## [Your instructions]
Only one range belongs in the answer: the line holding "Could you please spot the centaurium" through the last line of the records, reproduced as is.

(Point-per-instance localization data)
►

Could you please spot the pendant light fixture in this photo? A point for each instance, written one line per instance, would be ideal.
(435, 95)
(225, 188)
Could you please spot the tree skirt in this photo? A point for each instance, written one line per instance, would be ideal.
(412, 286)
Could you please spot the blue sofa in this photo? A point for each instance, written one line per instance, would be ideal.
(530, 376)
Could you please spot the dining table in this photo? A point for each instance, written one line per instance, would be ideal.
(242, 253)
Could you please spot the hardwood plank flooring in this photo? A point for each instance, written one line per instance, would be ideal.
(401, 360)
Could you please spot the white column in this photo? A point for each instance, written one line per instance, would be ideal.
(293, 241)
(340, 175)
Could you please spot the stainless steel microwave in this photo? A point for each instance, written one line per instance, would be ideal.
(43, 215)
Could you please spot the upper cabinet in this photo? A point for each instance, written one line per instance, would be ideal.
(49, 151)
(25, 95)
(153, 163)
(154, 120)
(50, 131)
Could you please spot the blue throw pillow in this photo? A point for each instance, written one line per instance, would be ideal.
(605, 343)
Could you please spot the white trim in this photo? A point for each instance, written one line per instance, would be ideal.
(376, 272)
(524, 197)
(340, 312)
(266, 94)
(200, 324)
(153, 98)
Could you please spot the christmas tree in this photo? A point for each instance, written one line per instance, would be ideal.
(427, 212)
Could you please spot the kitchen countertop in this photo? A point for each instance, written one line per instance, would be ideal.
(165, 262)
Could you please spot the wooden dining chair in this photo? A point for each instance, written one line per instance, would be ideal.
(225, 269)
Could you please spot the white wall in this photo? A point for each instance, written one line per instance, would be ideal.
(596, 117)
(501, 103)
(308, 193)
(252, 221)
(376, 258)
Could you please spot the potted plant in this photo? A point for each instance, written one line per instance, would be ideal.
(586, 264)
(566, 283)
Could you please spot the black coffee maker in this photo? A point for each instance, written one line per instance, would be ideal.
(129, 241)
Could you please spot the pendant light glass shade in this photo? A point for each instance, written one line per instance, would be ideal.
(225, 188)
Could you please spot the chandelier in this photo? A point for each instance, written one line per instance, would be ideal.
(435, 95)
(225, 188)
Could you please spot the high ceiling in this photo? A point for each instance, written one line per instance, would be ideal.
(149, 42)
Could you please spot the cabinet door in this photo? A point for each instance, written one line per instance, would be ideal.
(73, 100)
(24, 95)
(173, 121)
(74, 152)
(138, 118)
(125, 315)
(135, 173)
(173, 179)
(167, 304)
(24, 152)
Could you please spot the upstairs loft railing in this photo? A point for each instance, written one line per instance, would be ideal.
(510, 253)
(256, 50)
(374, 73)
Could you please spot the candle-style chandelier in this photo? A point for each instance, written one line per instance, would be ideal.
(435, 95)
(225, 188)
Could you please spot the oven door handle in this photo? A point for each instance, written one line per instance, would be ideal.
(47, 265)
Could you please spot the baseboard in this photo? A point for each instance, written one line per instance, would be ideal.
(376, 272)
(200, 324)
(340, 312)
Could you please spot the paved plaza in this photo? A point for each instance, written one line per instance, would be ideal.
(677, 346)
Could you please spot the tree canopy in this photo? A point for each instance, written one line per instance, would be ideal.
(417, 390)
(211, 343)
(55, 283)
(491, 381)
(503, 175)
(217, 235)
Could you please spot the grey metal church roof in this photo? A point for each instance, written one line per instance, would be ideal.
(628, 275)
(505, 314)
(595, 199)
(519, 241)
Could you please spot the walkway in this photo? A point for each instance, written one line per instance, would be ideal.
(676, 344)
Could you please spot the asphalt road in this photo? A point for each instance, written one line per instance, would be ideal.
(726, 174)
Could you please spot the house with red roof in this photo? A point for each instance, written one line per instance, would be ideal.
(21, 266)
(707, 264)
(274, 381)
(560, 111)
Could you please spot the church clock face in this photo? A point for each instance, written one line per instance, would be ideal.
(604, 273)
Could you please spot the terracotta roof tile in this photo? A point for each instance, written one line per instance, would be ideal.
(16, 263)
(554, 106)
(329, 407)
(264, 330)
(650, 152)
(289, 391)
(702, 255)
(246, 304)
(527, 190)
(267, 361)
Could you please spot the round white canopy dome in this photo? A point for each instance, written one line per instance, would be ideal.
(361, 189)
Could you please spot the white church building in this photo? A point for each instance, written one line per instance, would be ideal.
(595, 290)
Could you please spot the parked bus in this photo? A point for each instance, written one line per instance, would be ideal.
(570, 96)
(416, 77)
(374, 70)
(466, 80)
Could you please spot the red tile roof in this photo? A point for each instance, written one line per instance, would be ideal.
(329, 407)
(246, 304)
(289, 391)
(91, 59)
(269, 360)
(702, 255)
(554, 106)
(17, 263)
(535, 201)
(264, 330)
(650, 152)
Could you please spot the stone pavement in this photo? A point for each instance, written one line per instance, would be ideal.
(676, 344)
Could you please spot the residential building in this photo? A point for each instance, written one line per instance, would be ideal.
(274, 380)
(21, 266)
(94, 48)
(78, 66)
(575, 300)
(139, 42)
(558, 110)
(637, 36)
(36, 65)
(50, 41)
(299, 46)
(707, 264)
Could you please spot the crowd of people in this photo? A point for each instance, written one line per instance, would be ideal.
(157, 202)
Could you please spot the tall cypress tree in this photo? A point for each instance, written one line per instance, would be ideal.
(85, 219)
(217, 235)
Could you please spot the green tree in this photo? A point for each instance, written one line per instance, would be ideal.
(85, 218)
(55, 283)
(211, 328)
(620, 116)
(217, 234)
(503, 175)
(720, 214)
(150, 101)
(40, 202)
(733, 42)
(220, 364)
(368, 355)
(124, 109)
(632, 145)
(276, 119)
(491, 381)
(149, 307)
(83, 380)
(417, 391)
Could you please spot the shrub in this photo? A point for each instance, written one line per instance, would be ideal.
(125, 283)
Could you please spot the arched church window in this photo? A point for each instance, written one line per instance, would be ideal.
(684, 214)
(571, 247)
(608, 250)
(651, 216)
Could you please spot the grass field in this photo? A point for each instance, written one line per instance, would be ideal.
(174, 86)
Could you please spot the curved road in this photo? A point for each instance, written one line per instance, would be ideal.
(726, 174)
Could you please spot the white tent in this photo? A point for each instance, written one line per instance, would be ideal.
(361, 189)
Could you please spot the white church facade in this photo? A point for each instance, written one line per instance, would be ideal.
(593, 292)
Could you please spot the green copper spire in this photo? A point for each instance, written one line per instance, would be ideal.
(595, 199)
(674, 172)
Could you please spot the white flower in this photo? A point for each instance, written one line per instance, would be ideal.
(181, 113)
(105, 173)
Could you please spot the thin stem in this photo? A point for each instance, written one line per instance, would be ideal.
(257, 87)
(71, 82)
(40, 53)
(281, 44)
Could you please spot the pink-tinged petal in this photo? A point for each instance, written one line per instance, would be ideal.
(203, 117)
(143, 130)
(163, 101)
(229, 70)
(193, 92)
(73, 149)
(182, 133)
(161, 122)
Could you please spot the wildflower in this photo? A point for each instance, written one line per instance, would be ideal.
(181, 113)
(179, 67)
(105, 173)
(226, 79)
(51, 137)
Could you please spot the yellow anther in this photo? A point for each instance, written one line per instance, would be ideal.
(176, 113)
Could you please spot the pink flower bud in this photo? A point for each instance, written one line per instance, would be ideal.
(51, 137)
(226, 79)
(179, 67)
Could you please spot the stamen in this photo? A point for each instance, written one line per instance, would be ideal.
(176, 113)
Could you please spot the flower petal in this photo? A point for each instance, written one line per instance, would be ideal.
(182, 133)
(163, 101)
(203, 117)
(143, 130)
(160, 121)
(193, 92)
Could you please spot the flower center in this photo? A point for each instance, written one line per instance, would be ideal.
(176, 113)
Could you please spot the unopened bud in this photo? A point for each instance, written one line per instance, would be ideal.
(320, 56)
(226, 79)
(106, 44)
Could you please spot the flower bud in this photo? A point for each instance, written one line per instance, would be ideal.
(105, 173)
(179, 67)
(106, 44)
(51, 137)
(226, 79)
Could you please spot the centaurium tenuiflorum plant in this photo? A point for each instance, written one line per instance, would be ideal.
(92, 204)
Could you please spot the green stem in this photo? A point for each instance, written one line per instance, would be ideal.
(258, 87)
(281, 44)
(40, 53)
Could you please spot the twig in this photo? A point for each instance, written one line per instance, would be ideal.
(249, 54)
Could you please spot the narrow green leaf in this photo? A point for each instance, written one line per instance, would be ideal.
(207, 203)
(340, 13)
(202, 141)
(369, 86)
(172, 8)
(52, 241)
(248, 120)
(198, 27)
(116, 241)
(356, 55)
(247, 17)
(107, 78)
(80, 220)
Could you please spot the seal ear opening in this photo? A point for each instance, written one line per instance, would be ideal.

◄

## [Answer section]
Could you please spot the centaurium tenuiflorum plant in this photo? A point for each instance, written one line per instance, would be ideal.
(92, 204)
Could you please spot the green stem in this photo? A point for each instance, written one line per instance, would be ideal.
(258, 87)
(281, 44)
(40, 53)
Could you please spot the twig in this photo? A point for each instance, written one line per instance, would be ideal.
(249, 54)
Could you please spot the narrow green leaf in this photo? A point for each instance, written one line per instance, would be ideal.
(207, 203)
(340, 13)
(202, 141)
(369, 86)
(172, 8)
(52, 241)
(248, 120)
(198, 27)
(116, 241)
(356, 55)
(247, 17)
(107, 78)
(80, 220)
Could you please spot the seal ear opening in this photo? A point for each instance, written one line per instance, would be ideal.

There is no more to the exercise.